(EXERCISE REQUIREMENTS):
1) Do the statements (a), (b) and (c) agree with the self-speculative decoding text? Answer yes or no for each and quote the words of the text that decide it.
(a) Self-speculative decoding drafts tokens with a separate, smaller model.
(b) The training recipe can be used during pretraining.
(c) The post includes benchmark comparisons with traditional speculative decoding.
2) Answer these questions using the self-speculative decoding text.
(a) In which paper was self-speculative decoding proposed?
(b) What must be close enough to the last layer to get an end-to-end speedup?
(c) Which library does the post use to show the implementation?
3) Carry on the self-speculative decoding text, starting right after its final sentence.

Faster Text Generation with Self-Speculative Decoding
Self-speculative decoding, proposed in LayerSkip: Enabling Early Exit Inference and Self-Speculative Decoding is a novel approach to text generation. It combines the strengths of speculative decoding with early exiting from a large language model (LLM). This method allows for efficient generation by using the same model's early layers for drafting tokens, and later layers for verification.
This technique not only speeds up text generation, but it also achieves significant memory savings and reduces computational latency. In order to obtain an end-to-end speedup, the output of the earlier layers need to be close enough to the last layer. This is achieved by a training recipe which, as described in the paper, can be applied during pretraining, and also while fine-tuning on a specific domain. Self-speculative decoding is especially efficient for real-world applications, enabling deployment on smaller GPUs and lowering the overall hardware footprint needed for large-scale inference.
In this blog post, we explore the concept of self-speculative decoding, its implementation, and practical applications using the 🤗 transformers library. You’ll learn about the technical underpinnings, including early exit layers, unembedding, and training modifications. To ground these concepts in practice, we offer code examples, benchmark comparisons with traditional speculative decoding, and insights into performance trade-offs.

(SUPPLIED RECORDS):
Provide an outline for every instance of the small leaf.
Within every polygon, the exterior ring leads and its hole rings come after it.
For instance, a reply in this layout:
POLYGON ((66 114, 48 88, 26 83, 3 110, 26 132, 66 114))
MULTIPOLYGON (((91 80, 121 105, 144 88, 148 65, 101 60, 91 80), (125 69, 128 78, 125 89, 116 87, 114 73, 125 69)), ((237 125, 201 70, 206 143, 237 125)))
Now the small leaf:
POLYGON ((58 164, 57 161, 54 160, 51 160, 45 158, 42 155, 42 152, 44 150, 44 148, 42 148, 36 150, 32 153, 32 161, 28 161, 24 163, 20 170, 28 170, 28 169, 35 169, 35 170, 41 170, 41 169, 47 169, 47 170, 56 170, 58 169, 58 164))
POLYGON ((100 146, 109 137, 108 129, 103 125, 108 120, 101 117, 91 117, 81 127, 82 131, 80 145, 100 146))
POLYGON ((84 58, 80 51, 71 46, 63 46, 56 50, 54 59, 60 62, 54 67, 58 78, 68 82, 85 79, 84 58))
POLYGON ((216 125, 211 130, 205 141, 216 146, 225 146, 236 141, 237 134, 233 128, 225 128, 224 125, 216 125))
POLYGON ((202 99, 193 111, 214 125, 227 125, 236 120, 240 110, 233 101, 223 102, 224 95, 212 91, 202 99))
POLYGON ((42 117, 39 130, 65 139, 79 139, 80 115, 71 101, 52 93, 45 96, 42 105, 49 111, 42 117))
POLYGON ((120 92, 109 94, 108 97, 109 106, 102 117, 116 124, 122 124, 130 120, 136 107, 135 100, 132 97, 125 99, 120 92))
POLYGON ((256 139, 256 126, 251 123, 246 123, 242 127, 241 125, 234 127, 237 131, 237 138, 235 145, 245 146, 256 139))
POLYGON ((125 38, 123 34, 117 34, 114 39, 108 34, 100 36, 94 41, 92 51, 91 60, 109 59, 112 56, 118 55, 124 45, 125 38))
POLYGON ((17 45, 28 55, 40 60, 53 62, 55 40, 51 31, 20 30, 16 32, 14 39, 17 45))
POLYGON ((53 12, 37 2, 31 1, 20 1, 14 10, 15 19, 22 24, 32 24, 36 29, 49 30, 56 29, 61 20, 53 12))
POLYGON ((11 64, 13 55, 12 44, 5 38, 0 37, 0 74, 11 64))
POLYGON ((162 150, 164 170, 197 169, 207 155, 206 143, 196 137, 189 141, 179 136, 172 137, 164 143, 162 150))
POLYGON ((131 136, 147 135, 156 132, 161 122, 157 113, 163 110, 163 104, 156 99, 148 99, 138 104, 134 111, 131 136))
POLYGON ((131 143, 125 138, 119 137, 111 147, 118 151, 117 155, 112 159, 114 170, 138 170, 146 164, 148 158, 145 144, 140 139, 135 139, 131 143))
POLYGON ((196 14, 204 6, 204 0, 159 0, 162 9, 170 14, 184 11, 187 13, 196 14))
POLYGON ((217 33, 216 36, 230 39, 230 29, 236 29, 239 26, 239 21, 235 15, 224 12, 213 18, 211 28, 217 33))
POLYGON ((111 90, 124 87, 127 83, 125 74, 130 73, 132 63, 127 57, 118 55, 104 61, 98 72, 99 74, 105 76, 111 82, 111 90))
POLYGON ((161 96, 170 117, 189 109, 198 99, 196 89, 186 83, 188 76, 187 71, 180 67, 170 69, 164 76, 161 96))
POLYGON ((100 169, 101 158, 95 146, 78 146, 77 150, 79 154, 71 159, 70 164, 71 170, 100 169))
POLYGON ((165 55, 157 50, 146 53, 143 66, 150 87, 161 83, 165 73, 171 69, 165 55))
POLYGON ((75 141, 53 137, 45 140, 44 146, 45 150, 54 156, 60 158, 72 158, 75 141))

(OUTPUTS FOR THE TASKS):
1)
(a) No: "using the same model's early layers for drafting tokens, and later layers for verification"
(b) Yes: "can be applied during pretraining, and also while fine-tuning on a specific domain"
(c) Yes: "benchmark comparisons with traditional speculative decoding"

2)
(a) LayerSkip: Enabling Early Exit Inference and Self-Speculative Decoding
(b) The output of the earlier layers
(c) The 🤗 transformers library

3)
Dive straight into the following Hugging Face artifacts to know more about the method and try it out yourself:
- Hugging Face Paper Discussion Forum
- LayerSkip Model Collections
- Colab Notebook showcasing the in-depth working of self-speculative decoding
Speculative Decoding and Self-Speculative Decoding
Illustration of LayerSkip inference on facebook/layerskip-llama2-7B
(Llama2 7B continually pretrained with the LayerSkip recipe).
Traditional speculative decoding uses two models: a smaller one (draft model) to generate a sequence of draft tokens, and a larger one (verification model) to verify the draft’s accuracy. The smaller model performs a significant portion of the generation, while the larger model refines the results. This increases text generation speed since the larger model verifies full sequences at once, instead of generating one draft at a time.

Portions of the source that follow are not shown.